Концепция тождества мировых процессов с процессами развития личности, персонификации всемирно-эротического в образе лично-чувственного имеет парадоксальное родство с поэтикой Скрябина (что подтверждает историческую детерминированность этих явлений духовной культуры). Но есть и принципиальные различия: музыкальная космогония Скрябина не включает в себя активно-разрушительный аспект, а потому и лишена этически-оценочного измерения; Рахманинов не только обобщает и отражает мировые процессы в мифологической их целостности, но чувствует личную ответственность, личную связь с ними; фактор разрушения и смерти неотделим от фактора вины и искупления. Поэтому итог концепции «Колоколов» в конечном счете определяют христианские корни – мотив личного искупления.

---------------

### Задание:
Выведите дословно отрывок из текста для чтения: начните с места, где стоят слова «Концепция тождества мировых», и остановитесь после слов «мотив личного искупления.». Данные ниже к тексту для чтения никак не относятся.

### Данные:

---------------

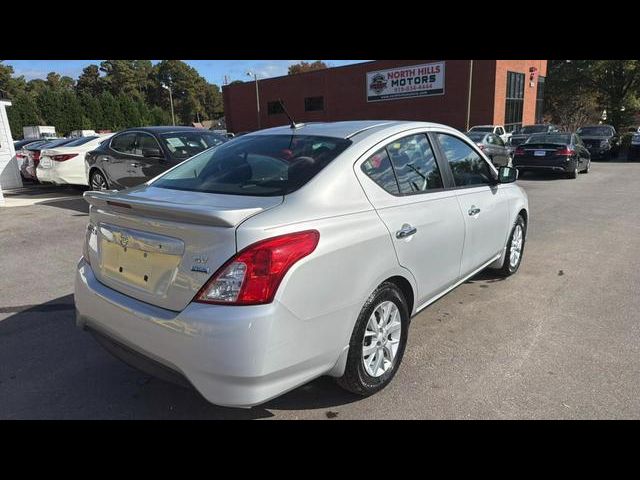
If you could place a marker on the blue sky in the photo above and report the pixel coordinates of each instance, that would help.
(213, 70)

---------------

### Ответ:
Концепция тождества мировых процессов с процессами развития личности, персонификации всемирно-эротического в образе лично-чувственного имеет парадоксальное родство с поэтикой Скрябина (что подтверждает историческую детерминированность этих явлений духовной культуры). Но есть и принципиальные различия: музыкальная космогония Скрябина не включает в себя активно-разрушительный аспект, а потому и лишена этически-оценочного измерения; Рахманинов не только обобщает и отражает мировые процессы в мифологической их целостности, но чувствует личную ответственность, личную связь с ними; фактор разрушения и смерти неотделим от фактора вины и искупления. Поэтому итог концепции «Колоколов» в конечном счете определяют христианские корни – мотив личного искупления.